**PASSAGE TO READ**
■ ■ ■
Moreover, even within both countries, we expect the trajectories of urban spatial structure to diverge across individual city regions. While six case studies are by no means representative of each country’s entire urban system, we targeted diverse city regions with the aim of capturing the potential variety of development trends. To allow for greater comparability, we based our selection on several criteria. For example, our sample does not include extremely large metropolitan areas such as New York or Los Angeles, as similar-sized urban areas do not exist in Germany. In addition, our focus is on emerging employment concentrations in areas formerly dominated by a significant core city. Hence, we ignore city regions which have always been highly polycentric such as the San Francisco Bay Area or the Ruhr Area in Germany. Consequently, our sample of case studies is made up of four large city regions (Atlanta, Seattle, Berlin, and Hamburg) each with more than 1 million employees, and two smaller city regions (Pittsburgh and Nuremberg) with less than 1 million employees. Selected descriptive statistics on employment density and growth are listed in .

Table 1. Descriptive statistics for U.S. and German case study regions 2002, 2015.
■ ■ ■
**SOURCE DATA**
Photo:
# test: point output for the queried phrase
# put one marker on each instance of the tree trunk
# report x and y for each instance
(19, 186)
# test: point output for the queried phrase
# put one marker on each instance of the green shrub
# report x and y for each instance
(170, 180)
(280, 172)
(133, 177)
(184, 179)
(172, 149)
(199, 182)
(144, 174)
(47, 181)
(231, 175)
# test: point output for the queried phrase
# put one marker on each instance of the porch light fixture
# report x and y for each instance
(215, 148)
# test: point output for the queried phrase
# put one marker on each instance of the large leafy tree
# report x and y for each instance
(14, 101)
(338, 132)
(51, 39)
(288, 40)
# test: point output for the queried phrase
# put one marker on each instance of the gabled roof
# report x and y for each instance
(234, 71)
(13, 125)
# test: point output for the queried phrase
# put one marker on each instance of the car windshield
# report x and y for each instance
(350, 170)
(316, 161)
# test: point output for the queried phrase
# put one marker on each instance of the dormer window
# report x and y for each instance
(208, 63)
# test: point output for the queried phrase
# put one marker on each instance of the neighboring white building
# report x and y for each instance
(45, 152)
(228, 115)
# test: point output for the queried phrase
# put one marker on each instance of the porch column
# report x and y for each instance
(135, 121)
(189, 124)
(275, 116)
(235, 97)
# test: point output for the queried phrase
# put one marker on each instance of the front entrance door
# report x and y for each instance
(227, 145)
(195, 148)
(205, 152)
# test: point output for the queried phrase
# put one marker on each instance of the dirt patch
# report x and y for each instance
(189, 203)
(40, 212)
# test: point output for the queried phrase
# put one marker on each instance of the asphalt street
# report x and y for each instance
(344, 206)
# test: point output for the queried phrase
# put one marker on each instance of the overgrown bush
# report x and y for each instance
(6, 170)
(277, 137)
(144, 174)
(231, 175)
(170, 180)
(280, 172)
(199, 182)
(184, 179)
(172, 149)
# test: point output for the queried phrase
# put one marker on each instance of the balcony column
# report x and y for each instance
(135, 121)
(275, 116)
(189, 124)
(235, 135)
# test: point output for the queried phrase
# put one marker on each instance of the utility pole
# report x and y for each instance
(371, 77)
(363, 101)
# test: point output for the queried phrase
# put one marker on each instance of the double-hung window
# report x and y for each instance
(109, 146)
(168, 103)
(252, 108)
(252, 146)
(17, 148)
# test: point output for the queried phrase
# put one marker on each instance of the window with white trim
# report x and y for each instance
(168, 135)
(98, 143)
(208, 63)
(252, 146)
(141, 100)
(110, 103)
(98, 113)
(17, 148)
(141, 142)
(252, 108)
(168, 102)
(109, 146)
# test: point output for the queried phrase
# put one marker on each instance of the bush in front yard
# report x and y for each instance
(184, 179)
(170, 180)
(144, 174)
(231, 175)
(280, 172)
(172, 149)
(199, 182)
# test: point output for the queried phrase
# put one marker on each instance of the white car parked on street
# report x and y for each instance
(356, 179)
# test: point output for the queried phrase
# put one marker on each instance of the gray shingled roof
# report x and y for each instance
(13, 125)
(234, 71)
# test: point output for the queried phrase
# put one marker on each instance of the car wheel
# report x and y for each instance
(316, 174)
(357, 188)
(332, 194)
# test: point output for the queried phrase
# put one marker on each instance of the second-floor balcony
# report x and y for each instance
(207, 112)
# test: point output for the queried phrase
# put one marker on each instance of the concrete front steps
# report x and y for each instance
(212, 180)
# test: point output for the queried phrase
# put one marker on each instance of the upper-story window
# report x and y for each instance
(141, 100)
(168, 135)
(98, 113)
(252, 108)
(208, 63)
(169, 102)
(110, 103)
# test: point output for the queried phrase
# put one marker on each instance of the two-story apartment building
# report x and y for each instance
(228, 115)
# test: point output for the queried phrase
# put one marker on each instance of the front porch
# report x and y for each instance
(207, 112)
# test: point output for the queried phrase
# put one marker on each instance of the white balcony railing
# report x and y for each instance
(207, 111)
■ ■ ■
**OBJECTIVES**
- 1) Pick out every line of the records that contains the string "story", treating uppercase and lowercase letters as distinct.
- 2) Extend the passage on urban spatial structure in U.S. and German city regions, starting after its final line.
The records bear no relation to the text on urban spatial structure, and each should be treated on its own.

**TASK RESULTS**
- 1)
# put one marker on each instance of the upper-story window
# put one marker on each instance of the two-story apartment building

- 2)
Each of the selected city regions has distinguishing features. Atlanta is an economic powerhouse in the southeast of the U.S. Its rapid growth in the 1980s and 1990s was accompanied by massive urban sprawl and the suburbanization of population and employment (Brookings Institution Center on Urban and Metropolitan Policy, Citation2000). While Georgia is one of the few U.S. states with a growth management act enabling local and regional authorities to develop comprehensive long-term plans, their local implementation is not mandatory. Also, given Georgia’s highly fragmented political and administrative geography, it is questionable whether its growth management approach is effective in preventing urban sprawl and land conversion (Nelson, Citation1999).

Seattle is the major economic center of the Pacific Northwest. In contrast to many other growing city regions, its geographic expansion is restricted by the region’s fragmented natural geography, including larger nature conservation areas. In the past, the largest share of population and employment growth was located along the north-south coastline of Seattle (Robinson et al., Citation2005). Moreover, Washington is one of the few U.S. states with a growth management tradition (Carruthers, Citation2002). In the Seattle region, land use change is regulated by zoning and the designation of urban growth boundaries (Robinson et al., Citation2005).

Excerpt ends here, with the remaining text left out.